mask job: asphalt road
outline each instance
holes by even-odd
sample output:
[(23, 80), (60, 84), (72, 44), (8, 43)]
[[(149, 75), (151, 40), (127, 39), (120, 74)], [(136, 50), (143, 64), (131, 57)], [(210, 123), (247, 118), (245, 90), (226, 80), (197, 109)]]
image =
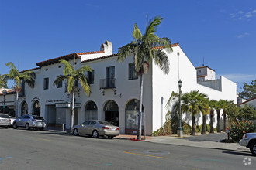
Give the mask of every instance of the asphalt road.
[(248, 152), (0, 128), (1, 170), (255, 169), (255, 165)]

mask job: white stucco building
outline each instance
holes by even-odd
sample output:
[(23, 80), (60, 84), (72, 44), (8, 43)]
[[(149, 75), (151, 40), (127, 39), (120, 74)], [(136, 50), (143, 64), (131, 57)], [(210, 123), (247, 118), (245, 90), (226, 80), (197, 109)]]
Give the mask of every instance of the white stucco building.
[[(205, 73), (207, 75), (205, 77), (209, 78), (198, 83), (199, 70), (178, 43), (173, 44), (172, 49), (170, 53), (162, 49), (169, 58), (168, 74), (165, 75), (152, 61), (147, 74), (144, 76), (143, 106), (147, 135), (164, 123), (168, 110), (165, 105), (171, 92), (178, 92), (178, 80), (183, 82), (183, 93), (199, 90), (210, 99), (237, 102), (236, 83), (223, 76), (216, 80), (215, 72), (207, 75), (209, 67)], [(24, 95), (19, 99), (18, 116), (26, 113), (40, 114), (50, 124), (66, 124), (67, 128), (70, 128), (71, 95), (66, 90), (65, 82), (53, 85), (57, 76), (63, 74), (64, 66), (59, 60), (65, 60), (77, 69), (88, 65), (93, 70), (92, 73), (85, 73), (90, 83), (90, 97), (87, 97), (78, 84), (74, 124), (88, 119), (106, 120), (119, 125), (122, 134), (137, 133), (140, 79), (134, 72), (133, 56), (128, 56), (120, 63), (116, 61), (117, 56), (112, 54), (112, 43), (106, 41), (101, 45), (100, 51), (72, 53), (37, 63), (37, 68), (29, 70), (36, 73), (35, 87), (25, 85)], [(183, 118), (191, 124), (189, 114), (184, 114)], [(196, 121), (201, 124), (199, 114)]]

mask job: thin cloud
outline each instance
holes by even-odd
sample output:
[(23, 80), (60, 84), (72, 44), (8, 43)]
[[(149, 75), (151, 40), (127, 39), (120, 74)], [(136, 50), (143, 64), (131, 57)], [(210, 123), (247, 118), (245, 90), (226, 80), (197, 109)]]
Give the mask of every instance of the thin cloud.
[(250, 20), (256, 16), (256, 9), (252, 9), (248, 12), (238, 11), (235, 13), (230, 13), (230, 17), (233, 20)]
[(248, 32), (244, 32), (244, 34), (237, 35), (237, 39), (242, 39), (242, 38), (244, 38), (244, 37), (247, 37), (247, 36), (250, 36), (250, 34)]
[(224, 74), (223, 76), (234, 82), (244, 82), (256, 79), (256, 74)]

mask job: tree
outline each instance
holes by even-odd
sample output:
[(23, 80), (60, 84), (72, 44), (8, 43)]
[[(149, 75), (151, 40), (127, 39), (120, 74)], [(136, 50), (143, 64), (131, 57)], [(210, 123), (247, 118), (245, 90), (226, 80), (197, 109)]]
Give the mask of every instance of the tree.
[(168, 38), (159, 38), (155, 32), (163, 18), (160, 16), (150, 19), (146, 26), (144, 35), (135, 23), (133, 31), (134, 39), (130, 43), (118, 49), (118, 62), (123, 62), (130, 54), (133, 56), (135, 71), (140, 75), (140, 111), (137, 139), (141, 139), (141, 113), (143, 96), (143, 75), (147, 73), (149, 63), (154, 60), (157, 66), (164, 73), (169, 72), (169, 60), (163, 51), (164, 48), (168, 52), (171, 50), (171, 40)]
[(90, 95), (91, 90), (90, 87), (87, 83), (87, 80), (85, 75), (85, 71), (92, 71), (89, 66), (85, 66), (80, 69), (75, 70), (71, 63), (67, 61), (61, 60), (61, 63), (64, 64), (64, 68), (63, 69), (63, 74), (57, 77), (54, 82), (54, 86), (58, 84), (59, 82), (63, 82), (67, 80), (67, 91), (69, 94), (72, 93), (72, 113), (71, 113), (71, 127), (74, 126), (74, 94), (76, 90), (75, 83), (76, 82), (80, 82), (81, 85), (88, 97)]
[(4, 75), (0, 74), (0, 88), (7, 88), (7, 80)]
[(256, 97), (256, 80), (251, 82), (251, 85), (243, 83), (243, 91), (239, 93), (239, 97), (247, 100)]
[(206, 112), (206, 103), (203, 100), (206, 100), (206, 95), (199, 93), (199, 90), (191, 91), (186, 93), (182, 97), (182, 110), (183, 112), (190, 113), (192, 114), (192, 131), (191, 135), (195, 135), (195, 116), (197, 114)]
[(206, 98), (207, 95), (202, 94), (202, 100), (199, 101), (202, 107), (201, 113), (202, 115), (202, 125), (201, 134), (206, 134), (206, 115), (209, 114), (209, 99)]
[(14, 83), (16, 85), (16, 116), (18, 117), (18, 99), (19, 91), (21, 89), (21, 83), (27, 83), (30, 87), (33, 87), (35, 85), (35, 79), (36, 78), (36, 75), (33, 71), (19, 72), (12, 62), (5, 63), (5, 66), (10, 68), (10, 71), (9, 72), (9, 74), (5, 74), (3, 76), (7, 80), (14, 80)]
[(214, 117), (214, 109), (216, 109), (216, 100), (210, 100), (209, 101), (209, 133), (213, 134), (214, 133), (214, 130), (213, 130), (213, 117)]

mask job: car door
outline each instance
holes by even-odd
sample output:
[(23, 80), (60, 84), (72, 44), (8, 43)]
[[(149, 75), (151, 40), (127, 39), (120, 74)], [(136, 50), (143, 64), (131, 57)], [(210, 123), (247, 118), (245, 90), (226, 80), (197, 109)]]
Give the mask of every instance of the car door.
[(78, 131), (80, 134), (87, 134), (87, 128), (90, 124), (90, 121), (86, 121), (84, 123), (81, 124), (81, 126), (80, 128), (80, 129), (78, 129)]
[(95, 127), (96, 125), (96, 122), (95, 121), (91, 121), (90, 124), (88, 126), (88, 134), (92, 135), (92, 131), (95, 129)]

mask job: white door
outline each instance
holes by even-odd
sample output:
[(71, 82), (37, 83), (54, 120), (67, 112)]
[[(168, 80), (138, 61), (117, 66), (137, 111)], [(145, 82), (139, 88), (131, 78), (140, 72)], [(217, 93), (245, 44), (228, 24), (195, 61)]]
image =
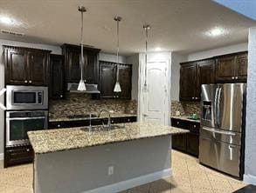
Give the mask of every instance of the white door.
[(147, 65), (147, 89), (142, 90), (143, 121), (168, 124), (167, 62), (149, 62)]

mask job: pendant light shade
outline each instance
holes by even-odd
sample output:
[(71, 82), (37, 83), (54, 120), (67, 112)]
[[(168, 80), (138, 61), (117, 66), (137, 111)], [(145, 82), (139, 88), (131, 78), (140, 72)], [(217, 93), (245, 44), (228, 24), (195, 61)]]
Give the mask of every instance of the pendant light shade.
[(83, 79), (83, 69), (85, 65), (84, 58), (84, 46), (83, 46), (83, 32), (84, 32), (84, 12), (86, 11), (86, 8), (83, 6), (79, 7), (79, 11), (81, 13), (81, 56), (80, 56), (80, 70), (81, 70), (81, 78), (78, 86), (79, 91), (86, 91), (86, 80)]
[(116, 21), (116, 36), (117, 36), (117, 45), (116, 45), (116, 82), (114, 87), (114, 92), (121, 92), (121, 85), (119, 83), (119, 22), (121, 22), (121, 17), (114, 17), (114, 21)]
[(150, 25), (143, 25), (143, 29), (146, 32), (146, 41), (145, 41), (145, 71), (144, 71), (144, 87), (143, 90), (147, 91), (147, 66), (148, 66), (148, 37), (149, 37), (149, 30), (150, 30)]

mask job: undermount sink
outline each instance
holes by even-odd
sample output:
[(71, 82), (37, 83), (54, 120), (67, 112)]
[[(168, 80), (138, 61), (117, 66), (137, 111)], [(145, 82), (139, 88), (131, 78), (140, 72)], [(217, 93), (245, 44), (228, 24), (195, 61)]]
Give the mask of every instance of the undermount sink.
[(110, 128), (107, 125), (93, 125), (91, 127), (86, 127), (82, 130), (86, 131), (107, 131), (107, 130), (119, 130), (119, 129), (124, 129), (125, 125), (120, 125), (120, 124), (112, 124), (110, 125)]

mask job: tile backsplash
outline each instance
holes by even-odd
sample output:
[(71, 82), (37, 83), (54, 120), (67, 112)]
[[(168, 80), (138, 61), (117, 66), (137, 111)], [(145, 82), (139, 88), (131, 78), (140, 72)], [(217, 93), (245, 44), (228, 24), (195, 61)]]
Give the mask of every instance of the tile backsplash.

········

Reproduza sem nenhuma alteração as linhas dos registros que vão da linha que contém "mask job: white stucco building" até a linha que contém "Give the mask of every instance of the white stucco", incluindo ambas.

**RESPOSTA DO EXERCÍCIO:**
mask job: white stucco building
outline each instance
holes by even-odd
sample output:
[(23, 80), (60, 84), (72, 44), (8, 43)]
[[(149, 75), (151, 40), (127, 39), (120, 74)], [(136, 50), (143, 64), (131, 57)], [(210, 123), (247, 118), (245, 90), (226, 80), (197, 109)]]
Give the mask of every instance of the white stucco building.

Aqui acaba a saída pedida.